Work to be completed> From the passage below on writing and creative composting, copy word for word the portion starting with "You go alone–no" and going on through "such experiences qualify.".

Brands of Writer Unhappiness

If you’ve been writing for a long time, this unhappy first step on the writer’s path may have more specific origins. It might be the misery of being in a day job you’d give anything to quit so you could write full-time. Or it’s the misery of a writer’s block that just won’t budge—perhaps for months. It might be the misery of when your proposal has been rejected by a dozen editors or agents—and your spouse has told you to get “a real job.”

What About You?

There are many signs, according to these authors, that you are in the first step along the writer’s path (the first of seven very identifiable steps, in which the authors offer practical solutions). I had always assumed that the beginning stages (for other writers) was a time of great excitement, a happy eager time. I was glad to find that I wasn’t the only one who was boosted into action for the opposite reason!

How about YOU? How do YOU know when it’s time to get creative?

Creative Composting for Writers

When I started writing, I lived on an Iowa farm, in a county known nationwide as the “black dirt capital of the world.” Record crops were grown there, in the most nutrient-dense soil in the country.

Then I moved to Texas twelve years ago. I tried for years to grow something–anything–in my front yard. I watered faithfully, but after a few weeks, the bushes curled up and died, the flowers shriveled, and the firm succulents went squishy.

What passes for “dirt” here is a bit of leached-out clay embedded with rocks and gravel. There is almost no top soil at all, and certainly none of it is black. Not even brown. Just sort of dingy gray. One weekend, I asked the advice of the older man across the street, a retired wheat farmer from Nebraska whose vegetable gardens were green and lush.

“Compost your yard,” he said. “Pile up all kinds of vegetable peelings and leaves and grass clippings, let it get warm and decompose, then use the rich formula to give your plants something to grow on.”

Something to Grow On

When he said that, I realized he was talking about more than my dried-up yard, although he didn’t know it…  I was twenty-seven years old when I took a writing course for children. At that time, I’d stored up twenty-seven years of experiences, plus twenty-seven years’ worth of books read and absorbed. I also had three small children, so ideas were unfolding before my very eyes on a daily basis. I had more ideas than I had time to write down, much less develop.

Fast forward thirty-three years to arid Texas. I’ve had nearly 50 books published, plus scores of articles and some short stories. Even so, sometimes my inner reservoir of ideas feels a lot like my gray hard rocky soil out front. Some days I feel like I’m about as successful growing stories as I am at growing flowers.

We all get there, if we write long enough. For me, it means that my writing life needs composting.

Artist Dates

One of the things Julia Cameron advises in The Artist’s Way is to take a weekly “artist date.” It’s for feeding your mind with images and experiences you need as a writer. Weekly nurturing experiences restock the pond that perhaps you’ve fished from for years. An over-fished pond leaves us with diminished resources. Our work dries up. The pond needs to be restocked. You do that with artist dates.

“An artist date is a block of time, perhaps two hours weekly, especially set aside and committed to nurturing your creative consciousness, your inner artist. In its most primary form, the artist date is an excursion, a play date that you pre-plan and defend against all interlopers.”

You go alone–no spouses, friends, children, or grandchildren.

Cameron suggests things like a visit to a great junk store, a solo trip to the beach, an old movie seen alone, a visit to an aquarium or art gallery. A long walk, sitting to watching a sunrise or sunset, going bowling, a free concert in the park: all such experiences qualify.

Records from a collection
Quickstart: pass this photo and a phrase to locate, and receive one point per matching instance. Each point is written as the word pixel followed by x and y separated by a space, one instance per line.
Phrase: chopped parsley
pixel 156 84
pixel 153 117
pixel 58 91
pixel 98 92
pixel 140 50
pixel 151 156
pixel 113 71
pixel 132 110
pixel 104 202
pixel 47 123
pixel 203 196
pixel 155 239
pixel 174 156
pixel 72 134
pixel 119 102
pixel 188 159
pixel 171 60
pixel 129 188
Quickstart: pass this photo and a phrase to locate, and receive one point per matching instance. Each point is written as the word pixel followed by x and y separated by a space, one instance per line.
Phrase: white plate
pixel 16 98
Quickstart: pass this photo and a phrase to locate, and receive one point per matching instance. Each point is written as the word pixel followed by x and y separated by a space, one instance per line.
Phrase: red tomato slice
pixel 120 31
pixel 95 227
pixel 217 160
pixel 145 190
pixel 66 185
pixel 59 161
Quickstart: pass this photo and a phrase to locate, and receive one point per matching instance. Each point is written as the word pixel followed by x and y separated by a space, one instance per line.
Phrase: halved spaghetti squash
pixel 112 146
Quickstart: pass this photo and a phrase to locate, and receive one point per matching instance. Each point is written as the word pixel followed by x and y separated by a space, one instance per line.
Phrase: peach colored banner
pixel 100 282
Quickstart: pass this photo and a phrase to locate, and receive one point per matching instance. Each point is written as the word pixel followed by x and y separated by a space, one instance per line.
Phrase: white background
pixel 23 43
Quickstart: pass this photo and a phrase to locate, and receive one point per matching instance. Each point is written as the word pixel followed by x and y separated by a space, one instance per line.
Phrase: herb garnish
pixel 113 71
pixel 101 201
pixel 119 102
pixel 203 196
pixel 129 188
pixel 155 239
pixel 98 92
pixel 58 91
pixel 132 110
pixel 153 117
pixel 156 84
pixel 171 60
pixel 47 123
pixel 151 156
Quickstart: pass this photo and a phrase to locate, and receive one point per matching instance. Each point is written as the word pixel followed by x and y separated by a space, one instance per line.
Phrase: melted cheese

Task output>
You go alone–no spouses, friends, children, or grandchildren.

Cameron suggests things like a visit to a great junk store, a solo trip to the beach, an old movie seen alone, a visit to an aquarium or art gallery. A long walk, sitting to watching a sunrise or sunset, going bowling, a free concert in the park: all such experiences qualify.